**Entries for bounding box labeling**
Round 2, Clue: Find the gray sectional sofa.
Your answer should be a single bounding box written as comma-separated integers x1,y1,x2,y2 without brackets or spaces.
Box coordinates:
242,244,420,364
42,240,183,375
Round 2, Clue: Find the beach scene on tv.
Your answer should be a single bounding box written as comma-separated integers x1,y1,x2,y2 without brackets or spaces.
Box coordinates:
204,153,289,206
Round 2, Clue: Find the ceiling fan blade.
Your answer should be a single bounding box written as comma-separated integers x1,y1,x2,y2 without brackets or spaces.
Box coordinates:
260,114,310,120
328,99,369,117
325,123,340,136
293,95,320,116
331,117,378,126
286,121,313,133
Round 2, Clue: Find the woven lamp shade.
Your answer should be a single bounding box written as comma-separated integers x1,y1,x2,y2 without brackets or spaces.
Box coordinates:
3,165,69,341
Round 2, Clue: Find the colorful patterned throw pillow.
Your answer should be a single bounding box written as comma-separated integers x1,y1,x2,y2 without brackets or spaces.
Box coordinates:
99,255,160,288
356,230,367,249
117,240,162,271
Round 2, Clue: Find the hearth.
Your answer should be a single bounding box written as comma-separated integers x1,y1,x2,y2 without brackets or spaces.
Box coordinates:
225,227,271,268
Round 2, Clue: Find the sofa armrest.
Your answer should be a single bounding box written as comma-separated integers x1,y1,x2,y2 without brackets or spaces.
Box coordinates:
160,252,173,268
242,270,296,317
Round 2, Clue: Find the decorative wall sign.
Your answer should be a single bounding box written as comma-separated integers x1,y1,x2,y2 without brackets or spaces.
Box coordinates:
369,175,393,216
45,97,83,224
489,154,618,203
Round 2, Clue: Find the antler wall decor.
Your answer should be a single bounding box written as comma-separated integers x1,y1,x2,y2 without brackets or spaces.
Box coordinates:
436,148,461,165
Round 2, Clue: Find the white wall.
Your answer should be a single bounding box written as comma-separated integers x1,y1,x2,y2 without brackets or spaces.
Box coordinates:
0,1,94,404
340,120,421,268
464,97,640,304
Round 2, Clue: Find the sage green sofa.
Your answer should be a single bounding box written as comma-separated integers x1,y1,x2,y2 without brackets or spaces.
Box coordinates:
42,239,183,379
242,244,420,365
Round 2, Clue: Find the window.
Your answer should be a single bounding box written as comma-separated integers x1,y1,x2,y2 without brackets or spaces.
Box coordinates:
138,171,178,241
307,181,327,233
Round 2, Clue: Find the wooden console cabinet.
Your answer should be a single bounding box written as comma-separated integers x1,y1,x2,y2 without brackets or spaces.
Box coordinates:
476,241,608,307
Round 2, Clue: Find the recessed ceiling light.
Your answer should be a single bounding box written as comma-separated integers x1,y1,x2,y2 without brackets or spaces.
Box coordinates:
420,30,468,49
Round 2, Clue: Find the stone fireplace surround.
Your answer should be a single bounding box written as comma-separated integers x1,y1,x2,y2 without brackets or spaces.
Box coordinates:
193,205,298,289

**Written problem**
Render every line of the listing as a Markdown table with the columns "Row" and "Line." Number the rows in order and leave out blank lines.

**Complete response**
| Row | Line |
|---|---|
| 1 | Round 2, Clue: Find the gray sectional sofa. |
| 2 | Your answer should be a single bounding box written as comma-separated integers x1,y1,x2,y2 without brackets or spaces. |
| 3 | Box coordinates: |
| 4 | 242,244,420,364 |
| 5 | 42,240,183,375 |
| 6 | Round 2, Clue: Find the beach scene on tv. |
| 7 | Your answer should be a single bounding box written as comma-separated integers x1,y1,x2,y2 without brackets or spaces. |
| 8 | Box coordinates: |
| 9 | 204,153,289,206 |
| 10 | Round 2, Clue: Find the ceiling fan blade. |
| 11 | Your answer should be a single bounding box written as comma-separated integers x1,y1,x2,y2 without brackets or spaces. |
| 12 | Box coordinates: |
| 13 | 260,114,310,120 |
| 14 | 328,99,369,117 |
| 15 | 325,123,340,136 |
| 16 | 293,95,320,116 |
| 17 | 331,117,378,126 |
| 18 | 286,121,313,133 |
| 19 | Round 2, Clue: Find the woven lamp shade. |
| 20 | Your answer should be a single bounding box written as comma-separated integers x1,y1,x2,y2 without brackets or spaces. |
| 21 | Box coordinates: |
| 22 | 3,165,69,341 |
| 23 | Round 2, Clue: Find the colorful patterned throw pillow. |
| 24 | Your answer should be a single bounding box written as comma-separated integers x1,y1,x2,y2 without brackets or spaces. |
| 25 | Box coordinates: |
| 26 | 99,255,160,288 |
| 27 | 356,230,367,249 |
| 28 | 117,240,162,271 |
| 29 | Round 2, Clue: Find the hearth. |
| 30 | Your answer should be a single bounding box written as comma-separated integers x1,y1,x2,y2 without brackets or spaces. |
| 31 | Box coordinates: |
| 32 | 225,227,271,268 |
| 33 | Round 2, Clue: Find the sofa armrest. |
| 34 | Your answer should be a single bounding box written as comma-separated integers x1,y1,x2,y2 without brackets or spaces. |
| 35 | Box coordinates: |
| 36 | 160,252,173,268 |
| 37 | 242,270,296,317 |
| 38 | Round 2, Clue: Find the decorative wall sign. |
| 39 | Your answer should be a single bounding box written as comma-separated integers x1,y1,x2,y2 without brackets or spaces. |
| 40 | Box coordinates: |
| 41 | 369,175,393,216 |
| 42 | 45,97,83,224 |
| 43 | 489,154,618,203 |
| 44 | Round 2, Clue: Find the antler wall decor. |
| 45 | Your answer should be a single bounding box written as comma-separated integers x1,y1,x2,y2 without brackets or spaces. |
| 46 | Box coordinates: |
| 47 | 436,148,461,165 |
| 48 | Round 2, Clue: Find the white wall. |
| 49 | Your answer should be a single bounding box written as comma-separated integers x1,y1,x2,y2 without brackets or spaces. |
| 50 | Box coordinates: |
| 51 | 0,1,94,404 |
| 52 | 340,120,421,268 |
| 53 | 464,97,640,304 |
| 54 | Round 2, Clue: Find the sage green sofa. |
| 55 | Your answer should be a single bounding box written as comma-separated integers x1,y1,x2,y2 without brackets or spaces. |
| 56 | Box coordinates: |
| 57 | 42,239,183,379 |
| 58 | 242,244,420,365 |
| 59 | Round 2, Clue: Find the window. |
| 60 | Your answer should be a single bounding box written as comma-separated integers x1,y1,x2,y2 without brackets or spaces. |
| 61 | Box coordinates: |
| 62 | 138,171,178,241 |
| 63 | 307,181,327,233 |
| 64 | Round 2, Clue: Find the wooden console cabinet. |
| 65 | Your answer should be a single bounding box written as comma-separated integers x1,y1,x2,y2 without brackets or spaces. |
| 66 | Box coordinates: |
| 67 | 476,241,608,307 |
| 68 | Round 2, Clue: Find the recessed ceiling light. |
| 69 | Your answer should be a single bounding box written as comma-separated integers x1,y1,x2,y2 without brackets or spaces. |
| 70 | Box coordinates: |
| 71 | 420,30,468,49 |
| 72 | Round 2, Clue: Find the stone fireplace surround. |
| 73 | Your answer should be a single bounding box written as comma-separated integers x1,y1,x2,y2 without brackets or spaces. |
| 74 | Box coordinates: |
| 75 | 193,205,298,289 |